Write the next part of the forum post about a PFO and atrial septal aneurysm diagnosis, starting right after its last sentence.
====== Quoted passage
Posted by wdwfan43 today @ 1:14 AM
I am a 49 woman was recently diagnosed with PFO (patent foramen ovale) and atrial septal aneurysm. I had a small TIA the Friday before Easter.
As part of the work up to find the cause of the TIA they did a echocardiogram which showed the atrial septal aneurysm, then a transcranial doppler bubble study. In the several weeks since my TIA I feel like I have had Cardiology and Neurology 101. Having an echocardiogram really didn't scare me when we got to the transcranial dopple bubble study I was terrified They basically inject bubbles (microscopic) in via IV and listen for the bubbles. I was a medical office assistant in my early 30's and I also give myself injections twice a week for Rheumatoid Arthritis and I can say the one thing I was always taught was to get the bubbles out of the syringe before you inject someone. Imagine someone telling you they are putting a bunch of bubbles in you (going through your heart and the veins in your head) it went against everything I was ever taught. I did get through the test it is by far the weirdest scariest test I've ever had (and after 18 surgeries I've pretty much had every test there is). Suffice it to say there were alot of bubbles I have a grade 5+ PFO and in this case the high grade isn't a good thing. It is the highest grade PFO.
One more thing to note is I have migraine aura's (not the headaches) which some think are related to PFO's again not enough info to connect it to the PFO conclusively.
I have done SO much research on this. It is mind boggling to by asymptomatic for 49 years and all the sudden you find out you have not one congential heart defects but two. I saw my PCP who ordered the the echocardiogram then she contacted a cardiologist who ordered the bubble test. She put me on 325 mg aspirin right away. I've seen my neurologist who feels that I should be on Coumadin we are holding off until I have surgery #19 on my foot (life is fun...not so much ! My neurologist added 1200 of fish oil to the aspirin until my surgery is done then I will start Coumadin therapy. I have yet to see the cardiologist who I know is doing clinical trials on the closure of PFO's (he is also presenting his findings at grand rounds). I see him on May 26th. So I've been sitting all this time reseraching on my computer ever night everything there is to find about PFO and atrial septal aneurysm.
============
====== Supplied data
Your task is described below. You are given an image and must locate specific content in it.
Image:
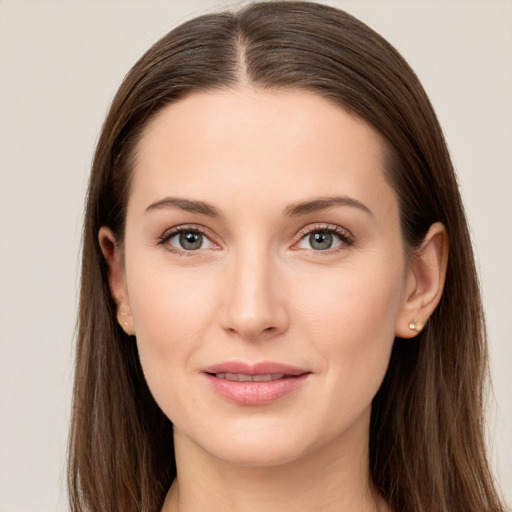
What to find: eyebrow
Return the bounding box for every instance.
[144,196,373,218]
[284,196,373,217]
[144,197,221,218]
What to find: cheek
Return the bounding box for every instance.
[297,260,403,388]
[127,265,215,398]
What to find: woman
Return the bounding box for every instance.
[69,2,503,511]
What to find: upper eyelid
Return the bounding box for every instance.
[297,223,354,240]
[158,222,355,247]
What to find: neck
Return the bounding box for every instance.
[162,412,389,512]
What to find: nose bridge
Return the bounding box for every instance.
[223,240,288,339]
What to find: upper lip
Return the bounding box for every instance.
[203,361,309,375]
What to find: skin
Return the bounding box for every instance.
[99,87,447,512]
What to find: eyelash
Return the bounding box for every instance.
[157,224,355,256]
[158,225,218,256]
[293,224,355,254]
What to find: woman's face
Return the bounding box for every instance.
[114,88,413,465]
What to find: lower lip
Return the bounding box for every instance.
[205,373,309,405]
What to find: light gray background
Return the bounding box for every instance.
============
▶ _Expected output_:
What I have found is that they really don't know what to do with us unless you are willing to be a guinea pig for the PFO closure for clinical trials. I've read everything from the Cleveland Clinic to the Mayo Clinic (and everywhere in between) and the current recommended treatment is medical management not PFO closure. The devices they speak of in the articles I've read for closure haven't been approved by the FDA yet (all still in clinical trials and they are screaming for more people to be in the clinic trials). The Amercian Heart Association, American Stroke Association and the American Neurology Association all recommend drug therapy (anti-coagulants, Plavix) for treatment unless more than one stroke has occured. In my case I had a TIA. The recommedations I found were on the Mayo Clinic website from the above associations.
So what to do. My case is complicated further by the fact I have an autoimmune disease (rhematoid arthristis) so my my immune system is suppressed by injections I give myself twice weekly to prevent further joint damage from the RA. I also suffer from many other medical issues. I can say that I'm not on board with closure since my immune system is compromised. There is a risk of endocarditis if they do the PFO closure and that would be assuming the could even do it in my case. I happen to be antibiotic resistent as well so even though they recommend theraputic antibiotics for six months following PFO closure not so comforting for me who has a compromised immune system.
At this time I am going to choose medical managment even though I haven't seen the cardiologist. I discussed it with my neurologist and for all the same reasons I've listed he feels it is the best course of treatment for me. Coumadin does come with it's risks but it has been around alot longer than the devices they are using for PFO closures. In addition not one device I've read about is FDA approved for PFO closure. Also given all my surgeries I just don't have it in me to be in a clinical trial unless it is a clinical trial tracking medical management of this condition with anti-coagulant therapy.
One thing that does occur to me is that my TIA happened the first part of April we are now in the middle of May. The results of my echocardiogram were done mid-April I had my transcranial doppler just over a week and a half ago. The cardiologist ordering these and getting my results has seen the grade of PFO (my neurologist has also seen the results). If I was in imminent danger I would like to think a responsible cardiologists/neurologists would have contacted me to do something more immediately.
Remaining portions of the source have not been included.